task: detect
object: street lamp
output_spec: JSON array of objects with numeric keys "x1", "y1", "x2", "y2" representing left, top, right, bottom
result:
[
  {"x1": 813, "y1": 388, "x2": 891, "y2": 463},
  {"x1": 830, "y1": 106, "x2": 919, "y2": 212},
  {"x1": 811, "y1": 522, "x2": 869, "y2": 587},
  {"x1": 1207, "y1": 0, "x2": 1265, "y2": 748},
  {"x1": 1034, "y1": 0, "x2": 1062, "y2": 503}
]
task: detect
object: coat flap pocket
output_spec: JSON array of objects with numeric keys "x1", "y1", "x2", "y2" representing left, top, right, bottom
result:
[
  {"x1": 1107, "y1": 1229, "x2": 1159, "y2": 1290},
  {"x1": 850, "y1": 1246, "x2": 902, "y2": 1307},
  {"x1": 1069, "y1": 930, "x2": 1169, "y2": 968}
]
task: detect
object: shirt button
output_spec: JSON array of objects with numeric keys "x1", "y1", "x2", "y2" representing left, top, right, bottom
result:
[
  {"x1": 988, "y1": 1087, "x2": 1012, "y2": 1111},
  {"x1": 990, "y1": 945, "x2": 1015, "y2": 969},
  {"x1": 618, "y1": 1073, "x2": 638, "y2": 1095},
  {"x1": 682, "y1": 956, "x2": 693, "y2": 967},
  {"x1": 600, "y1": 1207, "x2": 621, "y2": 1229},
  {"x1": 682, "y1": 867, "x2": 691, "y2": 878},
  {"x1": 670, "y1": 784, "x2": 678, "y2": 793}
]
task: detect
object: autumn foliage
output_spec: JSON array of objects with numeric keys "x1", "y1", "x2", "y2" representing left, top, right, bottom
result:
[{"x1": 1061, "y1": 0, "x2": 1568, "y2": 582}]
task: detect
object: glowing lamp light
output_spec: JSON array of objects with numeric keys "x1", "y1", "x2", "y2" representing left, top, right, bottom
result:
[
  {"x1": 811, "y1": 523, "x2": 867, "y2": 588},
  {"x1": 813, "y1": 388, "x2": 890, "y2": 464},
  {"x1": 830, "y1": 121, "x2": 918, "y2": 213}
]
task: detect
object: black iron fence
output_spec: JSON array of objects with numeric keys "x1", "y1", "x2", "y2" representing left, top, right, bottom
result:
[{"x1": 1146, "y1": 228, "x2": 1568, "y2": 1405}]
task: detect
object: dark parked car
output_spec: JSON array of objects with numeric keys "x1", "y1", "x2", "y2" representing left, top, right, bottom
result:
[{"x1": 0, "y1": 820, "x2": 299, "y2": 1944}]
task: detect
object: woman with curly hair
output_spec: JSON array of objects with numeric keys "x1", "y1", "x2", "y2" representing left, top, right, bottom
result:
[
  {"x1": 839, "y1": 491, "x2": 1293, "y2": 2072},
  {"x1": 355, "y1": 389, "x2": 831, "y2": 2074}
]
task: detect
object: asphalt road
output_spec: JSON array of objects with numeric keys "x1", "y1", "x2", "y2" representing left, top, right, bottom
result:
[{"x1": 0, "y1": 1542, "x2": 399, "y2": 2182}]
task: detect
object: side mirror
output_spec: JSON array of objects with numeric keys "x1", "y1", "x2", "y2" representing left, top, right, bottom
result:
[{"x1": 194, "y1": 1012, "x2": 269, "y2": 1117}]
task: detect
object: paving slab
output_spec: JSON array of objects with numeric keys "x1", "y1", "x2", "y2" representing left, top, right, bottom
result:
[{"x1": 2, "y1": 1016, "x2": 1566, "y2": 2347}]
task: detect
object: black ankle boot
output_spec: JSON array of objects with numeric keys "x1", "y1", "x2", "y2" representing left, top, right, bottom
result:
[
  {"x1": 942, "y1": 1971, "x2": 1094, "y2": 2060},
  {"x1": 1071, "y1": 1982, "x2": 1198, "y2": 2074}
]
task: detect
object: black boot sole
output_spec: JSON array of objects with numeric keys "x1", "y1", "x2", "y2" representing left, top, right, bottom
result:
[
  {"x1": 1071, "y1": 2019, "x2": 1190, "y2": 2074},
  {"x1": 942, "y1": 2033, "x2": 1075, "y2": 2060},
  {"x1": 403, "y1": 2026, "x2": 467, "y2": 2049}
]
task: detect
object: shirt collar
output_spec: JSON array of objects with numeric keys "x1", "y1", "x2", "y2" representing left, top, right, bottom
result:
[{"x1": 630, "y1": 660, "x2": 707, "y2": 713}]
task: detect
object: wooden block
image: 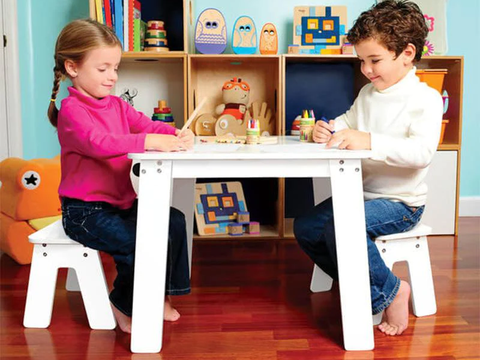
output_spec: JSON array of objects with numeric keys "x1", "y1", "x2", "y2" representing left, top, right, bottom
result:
[
  {"x1": 237, "y1": 211, "x2": 250, "y2": 224},
  {"x1": 247, "y1": 221, "x2": 260, "y2": 234},
  {"x1": 228, "y1": 223, "x2": 244, "y2": 236}
]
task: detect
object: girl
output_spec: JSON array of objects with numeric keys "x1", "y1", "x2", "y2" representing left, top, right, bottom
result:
[{"x1": 47, "y1": 19, "x2": 194, "y2": 333}]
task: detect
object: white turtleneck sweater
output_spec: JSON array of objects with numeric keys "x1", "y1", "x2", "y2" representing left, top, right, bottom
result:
[{"x1": 334, "y1": 67, "x2": 443, "y2": 207}]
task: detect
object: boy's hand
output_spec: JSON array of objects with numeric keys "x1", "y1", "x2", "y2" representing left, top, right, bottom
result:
[
  {"x1": 326, "y1": 129, "x2": 371, "y2": 150},
  {"x1": 144, "y1": 134, "x2": 185, "y2": 152},
  {"x1": 176, "y1": 129, "x2": 195, "y2": 150},
  {"x1": 313, "y1": 119, "x2": 335, "y2": 143}
]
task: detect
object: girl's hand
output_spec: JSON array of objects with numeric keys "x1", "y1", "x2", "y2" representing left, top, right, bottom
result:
[
  {"x1": 326, "y1": 129, "x2": 371, "y2": 150},
  {"x1": 313, "y1": 119, "x2": 335, "y2": 143},
  {"x1": 176, "y1": 129, "x2": 195, "y2": 150},
  {"x1": 144, "y1": 134, "x2": 185, "y2": 152}
]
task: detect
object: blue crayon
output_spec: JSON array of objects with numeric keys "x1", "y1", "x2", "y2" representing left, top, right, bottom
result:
[{"x1": 320, "y1": 116, "x2": 335, "y2": 134}]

Task to complete. An exact copy of the data above is required, printed without its pictures.

Response.
task: detect
object: street lamp
output_spec: JSON array of objects with numeric keys "x1", "y1", "x2", "y2" representing left, top, right, bottom
result:
[
  {"x1": 813, "y1": 388, "x2": 891, "y2": 463},
  {"x1": 830, "y1": 106, "x2": 919, "y2": 212},
  {"x1": 811, "y1": 522, "x2": 869, "y2": 587},
  {"x1": 1207, "y1": 0, "x2": 1265, "y2": 748},
  {"x1": 1034, "y1": 0, "x2": 1062, "y2": 503}
]
task: detect
object: coat flap pocket
output_spec: JSON array of objects with numeric keys "x1", "y1", "x2", "y2" representing left, top, right, bottom
result:
[
  {"x1": 1107, "y1": 1229, "x2": 1159, "y2": 1290},
  {"x1": 850, "y1": 1246, "x2": 902, "y2": 1307},
  {"x1": 1069, "y1": 930, "x2": 1169, "y2": 968}
]
task: detect
object: shirt button
output_spec: JSON array of objects with numeric keys "x1", "y1", "x2", "y2" representing left, top, right, bottom
result:
[
  {"x1": 988, "y1": 1087, "x2": 1012, "y2": 1111},
  {"x1": 990, "y1": 945, "x2": 1015, "y2": 969},
  {"x1": 618, "y1": 1073, "x2": 638, "y2": 1095},
  {"x1": 682, "y1": 956, "x2": 693, "y2": 967},
  {"x1": 600, "y1": 1207, "x2": 621, "y2": 1229},
  {"x1": 682, "y1": 867, "x2": 691, "y2": 878},
  {"x1": 670, "y1": 784, "x2": 678, "y2": 793}
]
task: detect
object: autumn foliage
output_spec: JSON array of objects with numeric keys "x1", "y1", "x2", "y2" representing left, top, right, bottom
result:
[{"x1": 1061, "y1": 0, "x2": 1568, "y2": 582}]
task: detect
object: glowing lamp light
output_spec: JSON array of objects with numeric keys "x1", "y1", "x2", "y2" representing left, top, right, bottom
result:
[
  {"x1": 811, "y1": 523, "x2": 867, "y2": 588},
  {"x1": 813, "y1": 388, "x2": 890, "y2": 464},
  {"x1": 830, "y1": 121, "x2": 918, "y2": 213}
]
task: detect
object: black iron fence
output_spec: JSON array of objects with numeric keys "x1", "y1", "x2", "y2" representing left, top, right, bottom
result:
[{"x1": 1146, "y1": 228, "x2": 1568, "y2": 1405}]
task: detect
object: dark parked car
output_spec: JSON array of objects with numeric keys "x1", "y1", "x2", "y2" representing left, top, right, bottom
result:
[{"x1": 0, "y1": 820, "x2": 299, "y2": 1944}]
task: detect
object: woman with curly hair
output_spec: JSON array of objects with numeric keys "x1", "y1", "x2", "y2" representing left, top, right, bottom
result:
[
  {"x1": 839, "y1": 491, "x2": 1293, "y2": 2072},
  {"x1": 355, "y1": 389, "x2": 831, "y2": 2074}
]
task: detect
object: asphalt road
output_spec: JSON array of objects with numeric keys "x1", "y1", "x2", "y2" representing left, top, right, bottom
result:
[{"x1": 0, "y1": 1542, "x2": 399, "y2": 2182}]
task: detect
object: side mirror
output_spec: JSON array of objects with numeric keys "x1", "y1", "x2", "y2" representing left, top, right, bottom
result:
[{"x1": 194, "y1": 1012, "x2": 269, "y2": 1117}]
task: detect
object: paving slab
output_spec: JSON array of objects with numeric keys "x1", "y1", "x2", "y2" representing left, top, right, bottom
result:
[{"x1": 2, "y1": 1016, "x2": 1566, "y2": 2347}]
task: detect
object: black ankle boot
output_spec: JSON array of objects with numeric keys "x1", "y1", "x2", "y2" representing left, top, right, bottom
result:
[
  {"x1": 942, "y1": 1971, "x2": 1094, "y2": 2060},
  {"x1": 1071, "y1": 1982, "x2": 1198, "y2": 2074}
]
task: detect
object: black boot sole
output_spec: JSON array of objects with numeric keys "x1", "y1", "x2", "y2" representing left, top, right, bottom
result:
[
  {"x1": 1071, "y1": 2019, "x2": 1190, "y2": 2074},
  {"x1": 942, "y1": 2033, "x2": 1075, "y2": 2060},
  {"x1": 403, "y1": 2026, "x2": 467, "y2": 2049}
]
task: detect
object: shirt collar
output_spec: JSON array of objects with numeric keys "x1", "y1", "x2", "y2" representing left, top, right, bottom
result:
[{"x1": 630, "y1": 660, "x2": 707, "y2": 713}]
task: detect
object: wooden block
image: 
output_spec: JSON array of objects with numeric keys "x1", "y1", "x2", "y2" representing left, top, right, bottom
result:
[
  {"x1": 237, "y1": 211, "x2": 250, "y2": 224},
  {"x1": 247, "y1": 221, "x2": 260, "y2": 234},
  {"x1": 228, "y1": 223, "x2": 244, "y2": 236}
]
task: detect
object: girl
output_spec: JSON array of objects with numeric keys "x1", "y1", "x2", "y2" representing left, top, right, bottom
result:
[{"x1": 47, "y1": 19, "x2": 194, "y2": 333}]
task: detect
object: white turtleneck sweater
output_spec: JSON array of objects with numeric keys "x1", "y1", "x2", "y2" representing left, top, right, bottom
result:
[{"x1": 334, "y1": 67, "x2": 443, "y2": 207}]
task: detect
object: boy's hand
output_spec: JSON array of objects with numeric keys "x1", "y1", "x2", "y2" representing left, top, right, bottom
result:
[
  {"x1": 326, "y1": 129, "x2": 371, "y2": 150},
  {"x1": 144, "y1": 134, "x2": 185, "y2": 152},
  {"x1": 176, "y1": 129, "x2": 195, "y2": 150},
  {"x1": 313, "y1": 119, "x2": 335, "y2": 143}
]
task: detect
object: girl's hand
output_spec: JSON array of objects with numeric keys "x1", "y1", "x2", "y2" representing left, top, right, bottom
result:
[
  {"x1": 326, "y1": 129, "x2": 371, "y2": 150},
  {"x1": 313, "y1": 119, "x2": 335, "y2": 143},
  {"x1": 176, "y1": 129, "x2": 195, "y2": 150},
  {"x1": 144, "y1": 134, "x2": 185, "y2": 152}
]
task: detect
object: blue crayon
output_spec: JSON array of objects with numeric keys "x1", "y1", "x2", "y2" representing left, top, right, bottom
result:
[{"x1": 320, "y1": 116, "x2": 335, "y2": 134}]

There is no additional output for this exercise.